• **DATA SUPPLIED**
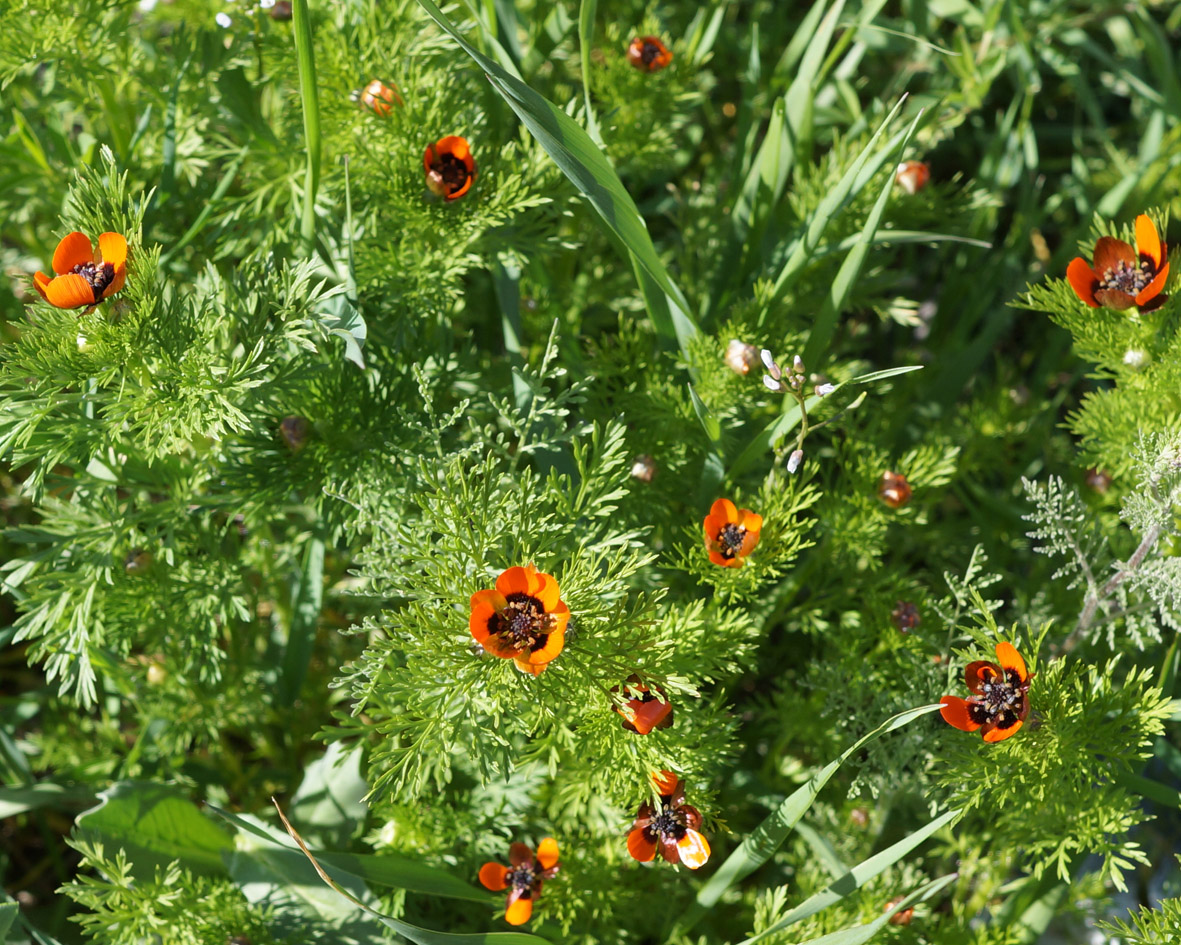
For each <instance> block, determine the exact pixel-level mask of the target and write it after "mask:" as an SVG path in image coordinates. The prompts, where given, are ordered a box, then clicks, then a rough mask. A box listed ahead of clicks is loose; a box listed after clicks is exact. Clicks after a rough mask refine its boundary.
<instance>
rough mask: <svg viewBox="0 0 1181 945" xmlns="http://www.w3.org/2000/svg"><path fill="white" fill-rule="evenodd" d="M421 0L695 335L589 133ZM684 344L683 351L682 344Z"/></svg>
mask: <svg viewBox="0 0 1181 945" xmlns="http://www.w3.org/2000/svg"><path fill="white" fill-rule="evenodd" d="M418 2H419V5H420V6H422V7H423V9H425V11H426V12H428V14H430V17H431V18H432V19H433V20H435V21H436V22H437V24H438V25H439V26H441V27H442V28H443V30H445V31H446V32H448V33H449V34H450V35H451V37H452V38H454V39H455V41H456V43H458V44H459V46H461V48H462V50H463V51H464V52H465V53H468V56H470V57H471V58H472V59H474V60H475V61H476V64H477V65H479V67H481V69H482V70H483V71H484V74H485V76H487V77H488V80H489V82H490V83H491V84H492V87H494V89H495V90H496V91H497V92H498V93H500V94H501V96H502V97H503V98H504V100H505V102H508V104H509V107H511V109H513V111H515V112H516V115H517V117H518V118H520V119H521V120H522V122H523V123H524V125H526V128H528V129H529V131H530V132H531V133H533V136H534V137H535V138H537V142H539V143H540V144H541V146H542V148H544V149H546V152H547V154H548V155H549V156H550V158H553V161H554V163H555V164H557V167H559V168H560V169H561V171H562V172H563V174H565V175H566V176H567V177H568V178H569V180H570V182H572V183H573V184H574V185H575V187H576V188H578V189H579V193H581V194H582V196H585V197H586V198H587V201H588V202H589V203H591V206H592V207H594V208H595V210H598V211H599V215H600V217H602V220H603V222H605V223H606V226H607V229H608V232H609V233H611V234H612V235H614V237H615V239H616V240H618V241H619V242H620V243H622V246H624V247H625V248H626V249H627V252H628V254H631V256H632V259H633V261H634V263H635V266H637V267H639V268H642V269H644V271H645V273H647V274H648V275H650V276H651V278H652V280H653V281H654V282H655V284H657V286H659V287H660V291H661V292H663V293H664V294H665V295H667V296H668V299H670V300H671V302H672V306H673V307H674V308H676V309H678V315H679V318H678V320H679V322H680V325H679V328H680V331H681V332H684V331H686V330H687V331H690V333H696V331H697V325H696V324H694V322H693V320H692V318H691V317H690V314H689V304H687V302H686V301H685V296H684V295H683V294H681V292H680V289H679V288H678V287H677V286H676V284H674V282H673V281H672V279H670V276H668V273H667V271H666V269H665V266H664V263H663V262H661V261H660V258H659V256H658V255H657V250H655V247H654V246H653V245H652V237H651V236H650V235H648V230H647V227H646V226H645V223H644V219H642V217H641V216H640V211H639V209H638V208H637V206H635V201H633V200H632V197H631V195H629V194H628V193H627V190H626V189H625V188H624V184H622V182H621V181H620V180H619V175H618V174H615V170H614V168H612V165H611V163H609V162H608V161H607V158H606V156H605V155H603V154H602V151H600V150H599V148H598V145H596V144H595V143H594V142H593V141H592V139H591V136H589V135H587V132H586V131H583V130H582V129H581V128H580V126H579V124H578V122H575V120H574V119H573V118H570V117H569V116H568V115H567V113H566V112H565V111H562V110H561V109H560V107H557V106H556V105H555V104H554V103H552V102H549V100H548V99H547V98H546V97H544V96H542V94H540V93H537V92H535V91H534V90H533V89H530V87H529V86H528V85H526V84H524V83H523V82H521V79H518V78H516V77H515V76H511V74H510V73H509V72H507V71H505V70H504V69H502V67H501V66H500V65H497V64H496V63H494V61H492V60H491V59H489V58H488V57H487V56H484V54H483V53H482V52H479V50H477V48H476V47H475V46H472V45H471V44H470V43H468V40H466V39H465V38H464V37H463V34H462V33H459V31H458V30H456V27H455V25H454V24H452V22H451V20H450V19H448V17H446V15H445V14H444V13H443V11H441V9H439V8H438V6H436V5H435V2H433V0H418ZM641 289H642V286H641ZM650 294H651V293H647V292H646V293H645V300H648V298H650ZM650 314H651V315H652V319H653V321H654V322H655V325H657V330H658V331H659V332H660V333H661V334H664V335H665V337H667V338H674V339H678V341H679V338H678V325H677V324H674V321H673V320H672V319H668V318H663V317H661V313H660V312H659V311H652V308H651V307H650ZM679 343H680V341H679ZM680 345H681V350H683V351H684V344H683V343H680Z"/></svg>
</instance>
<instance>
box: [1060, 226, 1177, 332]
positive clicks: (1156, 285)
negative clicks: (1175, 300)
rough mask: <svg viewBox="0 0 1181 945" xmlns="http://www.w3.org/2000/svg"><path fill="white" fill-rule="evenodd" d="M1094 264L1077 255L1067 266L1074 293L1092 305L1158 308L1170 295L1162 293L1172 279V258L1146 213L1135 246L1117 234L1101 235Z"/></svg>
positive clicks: (1137, 226)
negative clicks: (1165, 287)
mask: <svg viewBox="0 0 1181 945" xmlns="http://www.w3.org/2000/svg"><path fill="white" fill-rule="evenodd" d="M1091 261H1092V266H1088V265H1087V260H1084V259H1083V258H1082V256H1077V258H1076V259H1074V260H1071V262H1070V266H1068V267H1066V279H1068V280H1069V282H1070V287H1071V288H1072V289H1075V294H1076V295H1077V296H1078V298H1079V299H1082V300H1083V301H1084V302H1085V304H1087V305H1089V306H1090V307H1091V308H1098V307H1100V306H1101V305H1104V306H1107V307H1108V308H1117V309H1118V308H1131V306H1134V305H1138V306H1140V307H1141V308H1143V309H1150V308H1156V307H1157V306H1160V305H1162V304H1163V302H1164V300H1166V299H1167V298H1168V296H1167V295H1161V289H1163V288H1164V282H1166V280H1167V279H1168V278H1169V260H1168V253H1167V252H1166V246H1164V243H1162V242H1161V237H1160V236H1159V235H1157V233H1156V226H1155V224H1154V223H1153V221H1151V220H1149V219H1148V215H1147V214H1141V215H1140V216H1137V217H1136V248H1135V249H1133V248H1131V247H1130V246H1128V243H1125V242H1124V241H1123V240H1117V239H1115V236H1101V237H1100V239H1098V241H1097V242H1096V243H1095V254H1094V255H1092V256H1091Z"/></svg>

• **PROBLEM DESCRIPTION**
Using the records above, report each line that contains the word "instance" by copying it.

• **WRITTEN SOLUTION**
For each <instance> block, determine the exact pixel-level mask of the target and write it after "mask:" as an SVG path in image coordinates. The prompts, where given, are ordered a box, then clicks, then a rough mask. A box listed ahead of clicks is loose; a box listed after clicks is exact. Clicks after a rough mask refine its boundary.
<instance>
</instance>
<instance>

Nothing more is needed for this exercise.